— Goal —
Starting at the first line of the entries and ending with the line that contains "Your task is to locate every instance of orange sneaker", format each line as one string in a JSON list, leaving out blank lines and the pictures.

— Supplied data —
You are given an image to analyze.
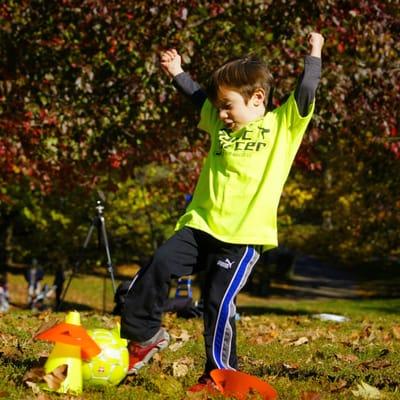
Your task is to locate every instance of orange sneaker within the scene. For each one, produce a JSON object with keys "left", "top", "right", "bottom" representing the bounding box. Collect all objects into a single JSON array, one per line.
[{"left": 127, "top": 328, "right": 170, "bottom": 375}]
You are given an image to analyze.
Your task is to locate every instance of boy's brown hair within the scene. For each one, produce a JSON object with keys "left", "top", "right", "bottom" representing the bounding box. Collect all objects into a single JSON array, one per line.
[{"left": 206, "top": 55, "right": 272, "bottom": 105}]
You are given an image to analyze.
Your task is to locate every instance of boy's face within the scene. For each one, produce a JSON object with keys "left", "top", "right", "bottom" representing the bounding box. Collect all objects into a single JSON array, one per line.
[{"left": 215, "top": 86, "right": 265, "bottom": 130}]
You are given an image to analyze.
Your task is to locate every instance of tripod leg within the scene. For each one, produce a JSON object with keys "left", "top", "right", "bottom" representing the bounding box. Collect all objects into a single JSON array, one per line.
[
  {"left": 56, "top": 222, "right": 97, "bottom": 311},
  {"left": 100, "top": 216, "right": 117, "bottom": 294}
]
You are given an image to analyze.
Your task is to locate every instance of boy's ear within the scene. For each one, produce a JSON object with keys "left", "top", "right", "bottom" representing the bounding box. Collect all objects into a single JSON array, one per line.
[{"left": 251, "top": 88, "right": 265, "bottom": 107}]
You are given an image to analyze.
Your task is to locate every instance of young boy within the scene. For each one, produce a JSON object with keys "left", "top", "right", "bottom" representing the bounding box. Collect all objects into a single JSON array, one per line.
[{"left": 121, "top": 32, "right": 324, "bottom": 385}]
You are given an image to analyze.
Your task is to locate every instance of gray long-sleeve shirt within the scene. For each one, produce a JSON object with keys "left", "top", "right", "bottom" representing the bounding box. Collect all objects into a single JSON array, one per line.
[{"left": 173, "top": 56, "right": 321, "bottom": 116}]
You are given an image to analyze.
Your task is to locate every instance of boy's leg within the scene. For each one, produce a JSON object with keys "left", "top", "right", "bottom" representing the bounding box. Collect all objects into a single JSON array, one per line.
[
  {"left": 121, "top": 228, "right": 205, "bottom": 343},
  {"left": 204, "top": 242, "right": 260, "bottom": 375}
]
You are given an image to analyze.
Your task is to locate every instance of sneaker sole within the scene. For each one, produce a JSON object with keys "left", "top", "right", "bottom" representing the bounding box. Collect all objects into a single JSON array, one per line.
[{"left": 126, "top": 339, "right": 169, "bottom": 375}]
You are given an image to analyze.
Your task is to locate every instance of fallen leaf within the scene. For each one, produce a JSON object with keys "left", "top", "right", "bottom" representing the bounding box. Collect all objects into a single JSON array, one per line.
[
  {"left": 300, "top": 392, "right": 321, "bottom": 400},
  {"left": 352, "top": 382, "right": 381, "bottom": 399},
  {"left": 171, "top": 329, "right": 190, "bottom": 342},
  {"left": 330, "top": 379, "right": 349, "bottom": 393},
  {"left": 172, "top": 357, "right": 194, "bottom": 378},
  {"left": 292, "top": 336, "right": 308, "bottom": 346},
  {"left": 358, "top": 360, "right": 392, "bottom": 369},
  {"left": 33, "top": 319, "right": 60, "bottom": 338},
  {"left": 168, "top": 342, "right": 184, "bottom": 351},
  {"left": 25, "top": 381, "right": 40, "bottom": 394},
  {"left": 335, "top": 354, "right": 358, "bottom": 362},
  {"left": 22, "top": 367, "right": 45, "bottom": 382},
  {"left": 392, "top": 325, "right": 400, "bottom": 340}
]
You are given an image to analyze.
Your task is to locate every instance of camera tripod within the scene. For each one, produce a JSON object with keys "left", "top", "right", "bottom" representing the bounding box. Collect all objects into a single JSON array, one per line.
[{"left": 57, "top": 200, "right": 116, "bottom": 312}]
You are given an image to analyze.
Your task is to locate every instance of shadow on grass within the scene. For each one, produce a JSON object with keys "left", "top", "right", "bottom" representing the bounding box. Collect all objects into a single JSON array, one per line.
[{"left": 237, "top": 306, "right": 312, "bottom": 316}]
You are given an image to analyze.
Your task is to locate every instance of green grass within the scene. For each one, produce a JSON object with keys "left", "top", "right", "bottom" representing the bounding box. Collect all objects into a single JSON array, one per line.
[{"left": 0, "top": 270, "right": 400, "bottom": 400}]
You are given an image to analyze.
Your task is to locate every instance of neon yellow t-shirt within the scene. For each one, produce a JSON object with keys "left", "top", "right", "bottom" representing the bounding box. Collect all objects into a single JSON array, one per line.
[{"left": 176, "top": 93, "right": 314, "bottom": 249}]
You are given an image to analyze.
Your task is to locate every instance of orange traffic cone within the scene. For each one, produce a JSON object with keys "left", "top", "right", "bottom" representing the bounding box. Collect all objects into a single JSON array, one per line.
[
  {"left": 37, "top": 311, "right": 101, "bottom": 394},
  {"left": 210, "top": 369, "right": 278, "bottom": 400}
]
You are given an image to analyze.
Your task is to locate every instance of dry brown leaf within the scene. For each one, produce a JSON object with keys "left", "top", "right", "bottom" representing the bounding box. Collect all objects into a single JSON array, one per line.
[
  {"left": 168, "top": 342, "right": 184, "bottom": 351},
  {"left": 282, "top": 363, "right": 299, "bottom": 371},
  {"left": 22, "top": 367, "right": 45, "bottom": 382},
  {"left": 352, "top": 382, "right": 382, "bottom": 399},
  {"left": 330, "top": 379, "right": 349, "bottom": 393},
  {"left": 392, "top": 325, "right": 400, "bottom": 340},
  {"left": 38, "top": 310, "right": 53, "bottom": 322},
  {"left": 33, "top": 319, "right": 60, "bottom": 337},
  {"left": 292, "top": 336, "right": 308, "bottom": 346},
  {"left": 25, "top": 381, "right": 40, "bottom": 394},
  {"left": 171, "top": 329, "right": 190, "bottom": 342},
  {"left": 335, "top": 354, "right": 358, "bottom": 362},
  {"left": 300, "top": 392, "right": 321, "bottom": 400},
  {"left": 358, "top": 360, "right": 392, "bottom": 369},
  {"left": 51, "top": 364, "right": 68, "bottom": 380},
  {"left": 36, "top": 393, "right": 52, "bottom": 400}
]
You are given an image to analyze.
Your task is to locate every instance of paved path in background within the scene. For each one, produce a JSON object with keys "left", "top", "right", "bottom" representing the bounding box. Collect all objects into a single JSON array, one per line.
[{"left": 270, "top": 256, "right": 360, "bottom": 299}]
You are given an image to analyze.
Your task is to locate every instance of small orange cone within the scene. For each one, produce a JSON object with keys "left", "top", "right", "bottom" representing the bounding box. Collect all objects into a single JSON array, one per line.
[
  {"left": 210, "top": 369, "right": 278, "bottom": 400},
  {"left": 36, "top": 311, "right": 101, "bottom": 394}
]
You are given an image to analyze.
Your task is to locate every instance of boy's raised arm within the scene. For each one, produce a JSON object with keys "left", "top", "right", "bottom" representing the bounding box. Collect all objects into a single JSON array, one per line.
[
  {"left": 160, "top": 49, "right": 207, "bottom": 108},
  {"left": 294, "top": 32, "right": 324, "bottom": 117}
]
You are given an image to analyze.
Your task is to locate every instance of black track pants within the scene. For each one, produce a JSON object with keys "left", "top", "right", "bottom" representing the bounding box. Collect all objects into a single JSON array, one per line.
[{"left": 121, "top": 228, "right": 259, "bottom": 372}]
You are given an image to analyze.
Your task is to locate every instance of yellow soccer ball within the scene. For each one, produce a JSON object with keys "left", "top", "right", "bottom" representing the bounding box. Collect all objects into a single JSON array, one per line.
[{"left": 82, "top": 327, "right": 129, "bottom": 386}]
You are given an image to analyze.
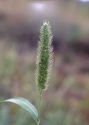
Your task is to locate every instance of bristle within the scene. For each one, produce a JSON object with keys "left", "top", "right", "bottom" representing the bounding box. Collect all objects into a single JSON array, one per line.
[{"left": 36, "top": 21, "right": 53, "bottom": 92}]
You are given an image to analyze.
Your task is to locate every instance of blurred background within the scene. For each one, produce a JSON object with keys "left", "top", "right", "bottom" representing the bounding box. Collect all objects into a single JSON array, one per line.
[{"left": 0, "top": 0, "right": 89, "bottom": 125}]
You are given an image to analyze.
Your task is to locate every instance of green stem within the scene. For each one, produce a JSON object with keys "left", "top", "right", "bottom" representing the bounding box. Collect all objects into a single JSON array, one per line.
[{"left": 37, "top": 91, "right": 42, "bottom": 125}]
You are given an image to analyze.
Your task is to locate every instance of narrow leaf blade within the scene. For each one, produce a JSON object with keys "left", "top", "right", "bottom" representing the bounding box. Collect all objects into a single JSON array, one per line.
[{"left": 0, "top": 97, "right": 38, "bottom": 122}]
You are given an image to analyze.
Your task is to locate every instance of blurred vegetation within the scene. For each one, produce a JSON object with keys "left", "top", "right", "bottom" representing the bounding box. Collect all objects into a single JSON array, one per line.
[{"left": 0, "top": 0, "right": 89, "bottom": 125}]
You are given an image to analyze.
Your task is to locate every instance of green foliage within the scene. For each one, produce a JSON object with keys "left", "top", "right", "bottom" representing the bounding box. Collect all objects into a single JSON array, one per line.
[
  {"left": 1, "top": 97, "right": 38, "bottom": 122},
  {"left": 36, "top": 22, "right": 52, "bottom": 92},
  {"left": 0, "top": 22, "right": 52, "bottom": 125}
]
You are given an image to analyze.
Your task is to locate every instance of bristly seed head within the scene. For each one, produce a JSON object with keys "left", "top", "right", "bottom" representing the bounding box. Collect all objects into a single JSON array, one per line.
[{"left": 36, "top": 22, "right": 53, "bottom": 93}]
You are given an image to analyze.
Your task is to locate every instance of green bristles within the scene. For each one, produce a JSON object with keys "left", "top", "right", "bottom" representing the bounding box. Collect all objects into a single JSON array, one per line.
[{"left": 36, "top": 22, "right": 52, "bottom": 93}]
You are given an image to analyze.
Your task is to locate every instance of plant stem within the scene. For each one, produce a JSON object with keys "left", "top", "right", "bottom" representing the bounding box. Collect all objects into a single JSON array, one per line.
[{"left": 37, "top": 91, "right": 42, "bottom": 125}]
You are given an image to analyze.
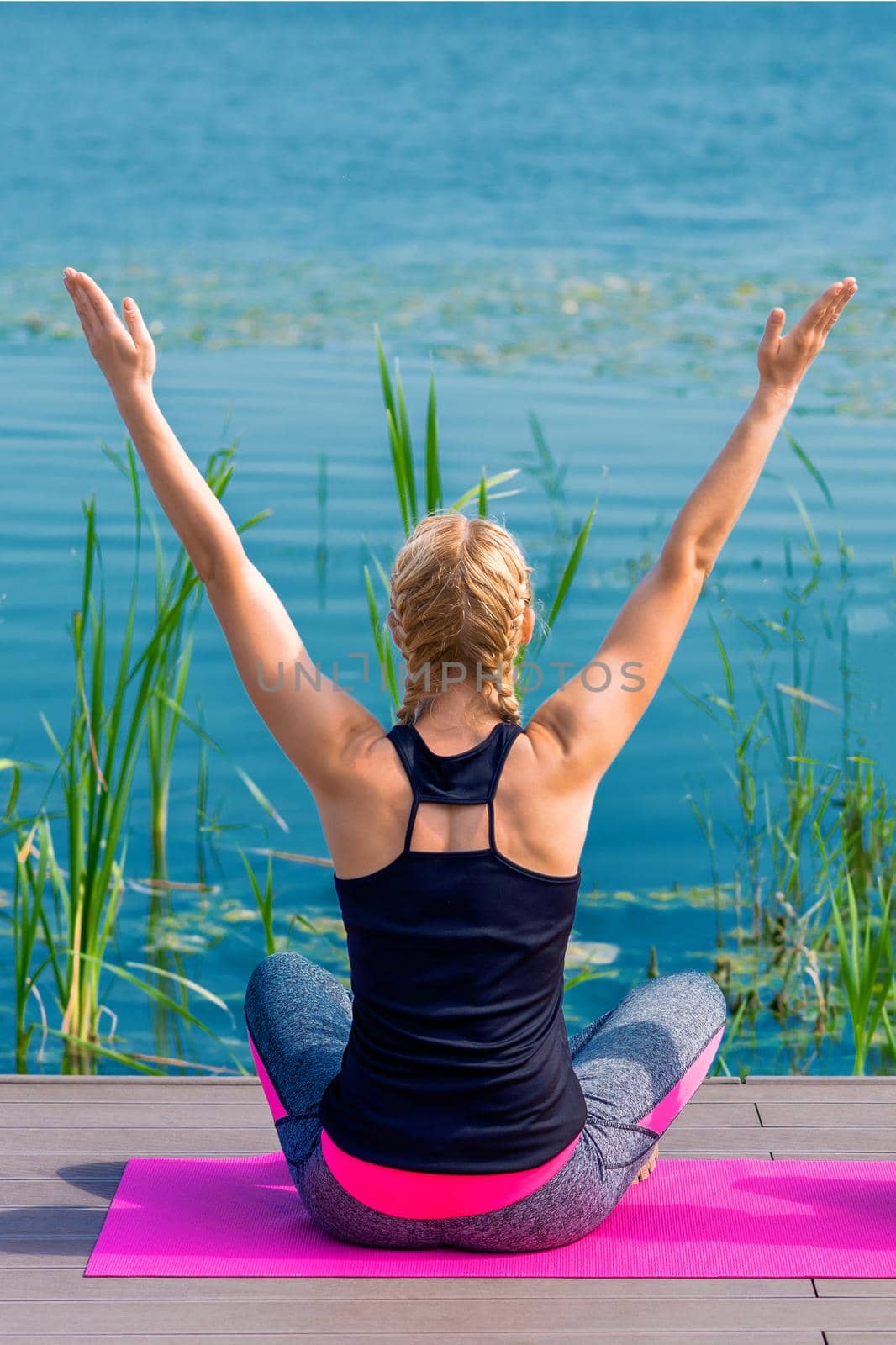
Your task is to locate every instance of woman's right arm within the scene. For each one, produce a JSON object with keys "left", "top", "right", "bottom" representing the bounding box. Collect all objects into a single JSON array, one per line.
[{"left": 527, "top": 276, "right": 857, "bottom": 785}]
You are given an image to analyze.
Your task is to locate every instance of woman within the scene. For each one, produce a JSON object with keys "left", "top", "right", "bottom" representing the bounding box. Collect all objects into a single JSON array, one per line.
[{"left": 65, "top": 267, "right": 857, "bottom": 1251}]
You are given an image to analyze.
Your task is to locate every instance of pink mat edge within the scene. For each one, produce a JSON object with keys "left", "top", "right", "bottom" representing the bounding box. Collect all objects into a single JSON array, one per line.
[{"left": 82, "top": 1152, "right": 896, "bottom": 1279}]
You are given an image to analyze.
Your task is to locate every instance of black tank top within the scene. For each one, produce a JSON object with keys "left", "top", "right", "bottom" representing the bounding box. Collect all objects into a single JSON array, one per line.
[{"left": 319, "top": 722, "right": 587, "bottom": 1173}]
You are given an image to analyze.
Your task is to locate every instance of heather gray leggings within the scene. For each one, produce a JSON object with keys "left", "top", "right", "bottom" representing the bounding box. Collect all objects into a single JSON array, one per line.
[{"left": 246, "top": 952, "right": 726, "bottom": 1253}]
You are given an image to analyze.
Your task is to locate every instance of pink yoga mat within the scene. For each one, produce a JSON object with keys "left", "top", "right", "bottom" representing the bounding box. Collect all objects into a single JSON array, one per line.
[{"left": 85, "top": 1154, "right": 896, "bottom": 1279}]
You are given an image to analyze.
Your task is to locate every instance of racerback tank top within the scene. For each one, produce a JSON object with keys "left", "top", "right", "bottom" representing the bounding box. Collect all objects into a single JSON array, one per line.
[{"left": 319, "top": 722, "right": 587, "bottom": 1174}]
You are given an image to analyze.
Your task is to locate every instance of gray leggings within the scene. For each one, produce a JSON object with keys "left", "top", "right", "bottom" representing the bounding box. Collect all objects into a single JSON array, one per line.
[{"left": 246, "top": 952, "right": 726, "bottom": 1253}]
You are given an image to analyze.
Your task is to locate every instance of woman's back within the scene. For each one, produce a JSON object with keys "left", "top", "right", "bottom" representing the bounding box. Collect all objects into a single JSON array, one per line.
[{"left": 320, "top": 722, "right": 587, "bottom": 1173}]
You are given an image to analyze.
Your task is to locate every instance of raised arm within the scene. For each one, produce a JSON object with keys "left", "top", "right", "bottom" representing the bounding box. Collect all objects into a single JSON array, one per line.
[
  {"left": 529, "top": 276, "right": 857, "bottom": 785},
  {"left": 63, "top": 267, "right": 383, "bottom": 791}
]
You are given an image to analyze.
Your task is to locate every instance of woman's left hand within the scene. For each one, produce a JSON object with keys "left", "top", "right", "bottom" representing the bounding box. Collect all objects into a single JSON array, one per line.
[{"left": 62, "top": 266, "right": 156, "bottom": 404}]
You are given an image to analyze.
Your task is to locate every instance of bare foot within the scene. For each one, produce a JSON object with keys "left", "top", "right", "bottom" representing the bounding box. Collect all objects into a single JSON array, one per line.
[{"left": 635, "top": 1143, "right": 659, "bottom": 1181}]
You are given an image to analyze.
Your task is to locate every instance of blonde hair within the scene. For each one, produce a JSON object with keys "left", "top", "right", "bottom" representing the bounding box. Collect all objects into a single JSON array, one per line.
[{"left": 390, "top": 511, "right": 531, "bottom": 724}]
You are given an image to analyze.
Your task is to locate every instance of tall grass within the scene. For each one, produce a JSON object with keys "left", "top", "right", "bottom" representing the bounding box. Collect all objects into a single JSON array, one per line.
[
  {"left": 363, "top": 327, "right": 598, "bottom": 708},
  {"left": 4, "top": 441, "right": 271, "bottom": 1073},
  {"left": 681, "top": 435, "right": 896, "bottom": 1073}
]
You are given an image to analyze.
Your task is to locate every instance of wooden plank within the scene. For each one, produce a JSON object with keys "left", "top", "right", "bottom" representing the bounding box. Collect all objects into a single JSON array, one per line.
[
  {"left": 0, "top": 1301, "right": 877, "bottom": 1342},
  {"left": 0, "top": 1179, "right": 119, "bottom": 1217},
  {"left": 0, "top": 1094, "right": 758, "bottom": 1135},
  {"left": 0, "top": 1204, "right": 106, "bottom": 1232},
  {"left": 0, "top": 1074, "right": 264, "bottom": 1107},
  {"left": 0, "top": 1125, "right": 780, "bottom": 1175},
  {"left": 756, "top": 1096, "right": 896, "bottom": 1130},
  {"left": 772, "top": 1147, "right": 896, "bottom": 1163},
  {"left": 0, "top": 1091, "right": 269, "bottom": 1134},
  {"left": 2, "top": 1322, "right": 828, "bottom": 1345},
  {"left": 0, "top": 1152, "right": 125, "bottom": 1185},
  {"left": 825, "top": 1332, "right": 896, "bottom": 1345},
  {"left": 0, "top": 1125, "right": 274, "bottom": 1161},
  {"left": 744, "top": 1074, "right": 896, "bottom": 1105},
  {"left": 0, "top": 1074, "right": 251, "bottom": 1088},
  {"left": 0, "top": 1267, "right": 814, "bottom": 1303},
  {"left": 813, "top": 1279, "right": 896, "bottom": 1296}
]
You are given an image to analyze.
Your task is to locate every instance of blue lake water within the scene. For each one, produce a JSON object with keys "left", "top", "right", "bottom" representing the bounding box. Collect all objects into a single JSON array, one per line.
[{"left": 0, "top": 4, "right": 896, "bottom": 1072}]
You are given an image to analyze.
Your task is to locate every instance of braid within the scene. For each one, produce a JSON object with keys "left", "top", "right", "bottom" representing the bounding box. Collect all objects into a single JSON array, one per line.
[{"left": 390, "top": 513, "right": 531, "bottom": 724}]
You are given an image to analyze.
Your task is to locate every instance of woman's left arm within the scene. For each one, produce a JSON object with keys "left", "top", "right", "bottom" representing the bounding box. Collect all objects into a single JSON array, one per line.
[{"left": 65, "top": 267, "right": 383, "bottom": 789}]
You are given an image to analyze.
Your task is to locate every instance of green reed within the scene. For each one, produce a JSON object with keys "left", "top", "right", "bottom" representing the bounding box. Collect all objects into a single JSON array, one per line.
[
  {"left": 3, "top": 441, "right": 271, "bottom": 1073},
  {"left": 363, "top": 327, "right": 598, "bottom": 708},
  {"left": 681, "top": 435, "right": 896, "bottom": 1072}
]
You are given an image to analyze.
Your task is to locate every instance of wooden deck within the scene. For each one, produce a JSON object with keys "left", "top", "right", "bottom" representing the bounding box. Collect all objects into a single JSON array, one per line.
[{"left": 0, "top": 1076, "right": 896, "bottom": 1345}]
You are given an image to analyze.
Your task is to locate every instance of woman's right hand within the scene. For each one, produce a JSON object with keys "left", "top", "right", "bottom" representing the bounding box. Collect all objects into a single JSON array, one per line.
[{"left": 756, "top": 276, "right": 858, "bottom": 398}]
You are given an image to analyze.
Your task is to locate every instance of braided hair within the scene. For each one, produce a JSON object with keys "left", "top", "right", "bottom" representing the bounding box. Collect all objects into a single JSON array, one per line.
[{"left": 390, "top": 511, "right": 531, "bottom": 724}]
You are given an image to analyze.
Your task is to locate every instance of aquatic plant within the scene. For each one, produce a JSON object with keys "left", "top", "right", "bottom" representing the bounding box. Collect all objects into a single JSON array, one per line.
[
  {"left": 4, "top": 441, "right": 273, "bottom": 1073},
  {"left": 679, "top": 435, "right": 896, "bottom": 1072},
  {"left": 363, "top": 327, "right": 598, "bottom": 708}
]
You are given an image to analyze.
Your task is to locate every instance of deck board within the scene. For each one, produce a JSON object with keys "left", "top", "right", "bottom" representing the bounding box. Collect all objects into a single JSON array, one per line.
[{"left": 0, "top": 1076, "right": 896, "bottom": 1345}]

— Task answer —
[
  "You are given an image to analyze.",
  "Your task is to locate every instance of orange sneaker within the scene. For each one, produce a JSON object with keys \"left\", \"top\", \"right\", \"bottom\" representing the bounding box. Collect all objects into a single JSON array, one per line."
]